* _AIM OF THE TASK_
The data follows this line. Copy verbatim the line with "Phrase: man's face" and each line after it to the end.
[GIVEN ENTRIES — start]
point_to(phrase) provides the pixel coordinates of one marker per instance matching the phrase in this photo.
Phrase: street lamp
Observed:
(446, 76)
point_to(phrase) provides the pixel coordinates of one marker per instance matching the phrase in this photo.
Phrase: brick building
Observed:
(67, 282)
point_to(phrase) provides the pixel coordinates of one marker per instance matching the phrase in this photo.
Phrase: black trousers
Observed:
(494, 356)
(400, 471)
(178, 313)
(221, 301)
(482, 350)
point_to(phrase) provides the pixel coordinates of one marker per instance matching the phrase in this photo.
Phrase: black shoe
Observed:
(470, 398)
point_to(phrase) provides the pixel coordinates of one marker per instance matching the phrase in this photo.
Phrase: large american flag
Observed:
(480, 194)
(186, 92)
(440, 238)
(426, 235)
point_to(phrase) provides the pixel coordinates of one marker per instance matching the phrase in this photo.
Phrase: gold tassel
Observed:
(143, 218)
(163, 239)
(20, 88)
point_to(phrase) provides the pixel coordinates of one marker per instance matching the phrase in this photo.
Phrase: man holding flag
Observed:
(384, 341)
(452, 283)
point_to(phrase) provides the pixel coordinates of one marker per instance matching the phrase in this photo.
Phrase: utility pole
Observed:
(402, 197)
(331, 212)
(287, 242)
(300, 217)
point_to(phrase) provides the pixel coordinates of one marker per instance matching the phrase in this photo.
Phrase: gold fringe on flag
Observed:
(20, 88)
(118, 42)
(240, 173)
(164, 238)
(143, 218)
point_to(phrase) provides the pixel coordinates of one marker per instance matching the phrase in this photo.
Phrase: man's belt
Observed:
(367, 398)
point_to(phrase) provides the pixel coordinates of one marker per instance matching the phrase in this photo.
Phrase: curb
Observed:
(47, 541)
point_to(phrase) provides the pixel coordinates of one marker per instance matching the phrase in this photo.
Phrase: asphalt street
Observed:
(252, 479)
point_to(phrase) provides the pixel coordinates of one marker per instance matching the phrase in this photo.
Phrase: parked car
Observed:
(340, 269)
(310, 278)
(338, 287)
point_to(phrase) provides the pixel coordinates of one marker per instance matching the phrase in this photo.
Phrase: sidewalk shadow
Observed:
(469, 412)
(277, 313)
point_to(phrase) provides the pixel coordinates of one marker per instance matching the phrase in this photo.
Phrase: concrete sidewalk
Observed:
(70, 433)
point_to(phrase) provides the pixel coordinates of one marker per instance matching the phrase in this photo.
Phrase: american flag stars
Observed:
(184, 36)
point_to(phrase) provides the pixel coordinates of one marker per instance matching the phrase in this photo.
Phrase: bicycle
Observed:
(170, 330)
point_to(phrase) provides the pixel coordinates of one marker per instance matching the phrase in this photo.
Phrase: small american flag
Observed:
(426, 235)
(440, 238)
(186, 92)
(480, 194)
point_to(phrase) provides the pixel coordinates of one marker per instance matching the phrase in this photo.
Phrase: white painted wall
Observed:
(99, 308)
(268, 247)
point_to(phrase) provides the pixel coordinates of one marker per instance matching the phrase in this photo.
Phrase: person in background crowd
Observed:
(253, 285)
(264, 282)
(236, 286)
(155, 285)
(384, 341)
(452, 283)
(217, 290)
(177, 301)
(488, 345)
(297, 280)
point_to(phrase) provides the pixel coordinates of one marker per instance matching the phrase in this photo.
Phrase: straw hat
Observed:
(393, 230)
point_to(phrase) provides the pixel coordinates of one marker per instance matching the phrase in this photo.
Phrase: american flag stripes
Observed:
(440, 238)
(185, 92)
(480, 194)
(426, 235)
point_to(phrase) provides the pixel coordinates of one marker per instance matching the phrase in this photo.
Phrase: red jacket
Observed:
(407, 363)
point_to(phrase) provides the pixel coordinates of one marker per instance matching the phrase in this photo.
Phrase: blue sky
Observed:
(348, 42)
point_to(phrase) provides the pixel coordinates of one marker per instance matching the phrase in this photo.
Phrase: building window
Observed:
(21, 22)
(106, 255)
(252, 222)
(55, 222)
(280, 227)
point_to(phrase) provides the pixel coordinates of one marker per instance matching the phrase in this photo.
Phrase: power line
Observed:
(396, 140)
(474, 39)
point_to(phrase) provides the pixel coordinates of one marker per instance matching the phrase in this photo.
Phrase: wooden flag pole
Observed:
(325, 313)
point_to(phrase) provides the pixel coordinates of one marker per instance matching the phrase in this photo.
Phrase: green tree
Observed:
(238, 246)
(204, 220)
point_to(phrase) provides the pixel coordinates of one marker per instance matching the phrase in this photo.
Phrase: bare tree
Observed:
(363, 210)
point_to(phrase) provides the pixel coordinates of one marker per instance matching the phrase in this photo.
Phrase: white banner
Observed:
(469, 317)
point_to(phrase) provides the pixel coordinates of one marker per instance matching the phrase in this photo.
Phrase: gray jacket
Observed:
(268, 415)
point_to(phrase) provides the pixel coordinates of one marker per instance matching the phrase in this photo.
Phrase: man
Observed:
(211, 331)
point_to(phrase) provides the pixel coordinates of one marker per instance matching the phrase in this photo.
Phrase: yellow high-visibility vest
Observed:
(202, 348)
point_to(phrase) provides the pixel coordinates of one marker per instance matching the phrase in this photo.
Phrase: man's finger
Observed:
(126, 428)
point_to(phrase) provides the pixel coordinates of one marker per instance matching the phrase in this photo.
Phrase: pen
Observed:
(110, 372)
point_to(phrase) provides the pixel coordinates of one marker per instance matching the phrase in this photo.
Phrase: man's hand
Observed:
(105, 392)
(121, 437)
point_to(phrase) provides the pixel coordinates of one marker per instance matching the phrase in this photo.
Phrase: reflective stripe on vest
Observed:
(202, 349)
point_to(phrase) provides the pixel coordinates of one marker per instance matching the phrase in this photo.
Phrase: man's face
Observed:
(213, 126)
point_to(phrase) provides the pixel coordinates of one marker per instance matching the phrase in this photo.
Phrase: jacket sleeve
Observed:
[GIVEN ENTRIES — finish]
* _COMPLETED TASK_
Phrase: man's face
Observed:
(213, 126)
point_to(phrase) provides the pixel coordinates of one marker per instance matching the phrase in this photo.
Phrase: jacket sleeve
Observed:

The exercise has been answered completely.